**Materiale di partenza**
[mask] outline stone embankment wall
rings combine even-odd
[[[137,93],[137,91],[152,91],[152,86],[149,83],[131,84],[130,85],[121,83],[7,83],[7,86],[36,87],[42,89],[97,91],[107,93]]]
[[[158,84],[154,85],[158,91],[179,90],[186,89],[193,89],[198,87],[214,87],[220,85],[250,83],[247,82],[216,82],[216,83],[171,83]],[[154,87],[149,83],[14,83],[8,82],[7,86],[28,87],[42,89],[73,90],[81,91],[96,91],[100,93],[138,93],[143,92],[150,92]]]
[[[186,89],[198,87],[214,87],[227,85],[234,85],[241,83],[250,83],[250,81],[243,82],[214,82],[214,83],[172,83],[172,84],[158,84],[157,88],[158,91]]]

**Consegna**
Modifica il materiale qui sopra sostituendo "stone" con "concrete" e riscrivilo per intero, per favore, lasciando invariato tutto il resto.

**Risposta alla consegna**
[mask] outline concrete embankment wall
rings combine even-odd
[[[137,93],[137,91],[152,91],[152,86],[149,83],[131,84],[130,85],[121,83],[7,83],[7,86],[36,87],[42,89],[97,91],[107,93]]]
[[[158,84],[154,85],[158,91],[179,90],[186,89],[193,89],[198,87],[214,87],[220,85],[250,83],[247,82],[216,82],[216,83],[171,83]],[[154,87],[149,83],[14,83],[8,82],[7,86],[28,87],[42,89],[73,90],[81,91],[96,91],[100,93],[138,93],[143,92],[150,92]]]
[[[186,89],[198,87],[214,87],[227,85],[234,85],[241,83],[250,83],[250,81],[243,82],[214,82],[214,83],[172,83],[172,84],[158,84],[157,88],[158,91]]]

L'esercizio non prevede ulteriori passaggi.